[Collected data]
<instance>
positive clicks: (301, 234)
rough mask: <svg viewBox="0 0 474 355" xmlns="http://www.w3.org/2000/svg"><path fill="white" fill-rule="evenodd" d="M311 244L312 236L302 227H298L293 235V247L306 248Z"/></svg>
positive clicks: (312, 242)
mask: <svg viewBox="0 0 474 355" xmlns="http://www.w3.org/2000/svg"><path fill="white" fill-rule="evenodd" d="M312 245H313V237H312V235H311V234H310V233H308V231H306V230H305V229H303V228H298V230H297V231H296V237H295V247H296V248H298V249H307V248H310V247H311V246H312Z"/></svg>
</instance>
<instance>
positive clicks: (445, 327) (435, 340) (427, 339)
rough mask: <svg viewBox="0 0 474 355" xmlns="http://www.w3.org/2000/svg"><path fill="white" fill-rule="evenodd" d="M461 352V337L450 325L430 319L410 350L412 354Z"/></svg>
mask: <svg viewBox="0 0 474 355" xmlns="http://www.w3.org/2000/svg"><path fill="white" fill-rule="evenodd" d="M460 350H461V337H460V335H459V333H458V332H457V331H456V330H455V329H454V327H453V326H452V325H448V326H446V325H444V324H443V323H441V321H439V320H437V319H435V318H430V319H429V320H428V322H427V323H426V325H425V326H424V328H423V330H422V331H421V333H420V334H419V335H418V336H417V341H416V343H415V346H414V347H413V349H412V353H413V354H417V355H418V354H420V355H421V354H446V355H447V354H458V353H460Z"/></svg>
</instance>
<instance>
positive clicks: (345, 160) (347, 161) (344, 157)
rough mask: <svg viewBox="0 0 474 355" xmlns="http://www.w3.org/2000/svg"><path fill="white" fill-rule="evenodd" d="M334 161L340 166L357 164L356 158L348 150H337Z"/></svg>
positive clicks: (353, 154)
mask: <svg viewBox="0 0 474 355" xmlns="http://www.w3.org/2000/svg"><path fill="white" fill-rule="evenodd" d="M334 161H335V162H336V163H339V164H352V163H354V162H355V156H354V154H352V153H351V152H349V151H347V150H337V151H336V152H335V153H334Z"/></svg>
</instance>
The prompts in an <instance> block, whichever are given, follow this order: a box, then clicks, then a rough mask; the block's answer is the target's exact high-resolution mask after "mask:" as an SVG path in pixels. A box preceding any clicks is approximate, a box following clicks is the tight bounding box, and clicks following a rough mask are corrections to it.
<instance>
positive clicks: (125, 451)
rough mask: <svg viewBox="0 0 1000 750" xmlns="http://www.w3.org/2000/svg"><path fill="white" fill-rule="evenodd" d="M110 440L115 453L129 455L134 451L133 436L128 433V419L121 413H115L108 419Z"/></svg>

### THE TASK
Give back all of the data exactly, with every line intact.

### OUTPUT OF THE TASK
<instance>
positive clicks: (301, 234)
rough mask: <svg viewBox="0 0 474 355" xmlns="http://www.w3.org/2000/svg"><path fill="white" fill-rule="evenodd" d="M311 244L312 236L302 227H298L293 235V247L306 248Z"/></svg>
positive clicks: (312, 242)
mask: <svg viewBox="0 0 474 355" xmlns="http://www.w3.org/2000/svg"><path fill="white" fill-rule="evenodd" d="M312 245H313V237H312V235H311V234H310V233H308V231H306V230H305V229H303V228H298V230H297V231H296V237H295V247H296V248H298V249H307V248H310V247H311V246H312Z"/></svg>
</instance>
<instance>
positive clicks: (445, 327) (435, 340) (427, 339)
rough mask: <svg viewBox="0 0 474 355" xmlns="http://www.w3.org/2000/svg"><path fill="white" fill-rule="evenodd" d="M461 352V337L450 325L430 319L410 350L412 354Z"/></svg>
mask: <svg viewBox="0 0 474 355" xmlns="http://www.w3.org/2000/svg"><path fill="white" fill-rule="evenodd" d="M460 350H461V337H460V335H459V333H458V332H457V331H456V330H455V329H454V327H453V326H452V325H448V326H446V325H444V324H443V323H441V321H439V320H437V319H435V318H430V319H429V320H428V322H427V323H426V325H425V326H424V328H423V330H422V331H421V333H420V334H419V335H418V336H417V341H416V343H415V346H414V347H413V349H412V353H413V354H417V355H418V354H420V355H421V354H446V355H447V354H458V353H460Z"/></svg>
</instance>
<instance>
positive clicks: (345, 160) (347, 161) (344, 157)
rough mask: <svg viewBox="0 0 474 355" xmlns="http://www.w3.org/2000/svg"><path fill="white" fill-rule="evenodd" d="M334 161L340 166L357 164L356 158L348 150H337Z"/></svg>
positive clicks: (353, 154)
mask: <svg viewBox="0 0 474 355" xmlns="http://www.w3.org/2000/svg"><path fill="white" fill-rule="evenodd" d="M334 161H335V162H336V163H339V164H352V163H354V162H355V156H354V154H352V153H351V152H349V151H347V150H337V151H336V152H335V153H334Z"/></svg>
</instance>
The prompts in an <instance> block, whichever are given, follow this order: a box, then clicks, then a rough mask; the block's answer is the target's exact high-resolution mask after "mask:" as an SVG path in pixels. A box preceding any clicks is approximate, a box following clicks is the tight bounding box, and clicks following a rough mask are corrections to it.
<instance>
positive clicks: (125, 451)
rough mask: <svg viewBox="0 0 1000 750" xmlns="http://www.w3.org/2000/svg"><path fill="white" fill-rule="evenodd" d="M110 440L115 453L129 455L134 451L133 436L128 433V419L121 413H115L108 419Z"/></svg>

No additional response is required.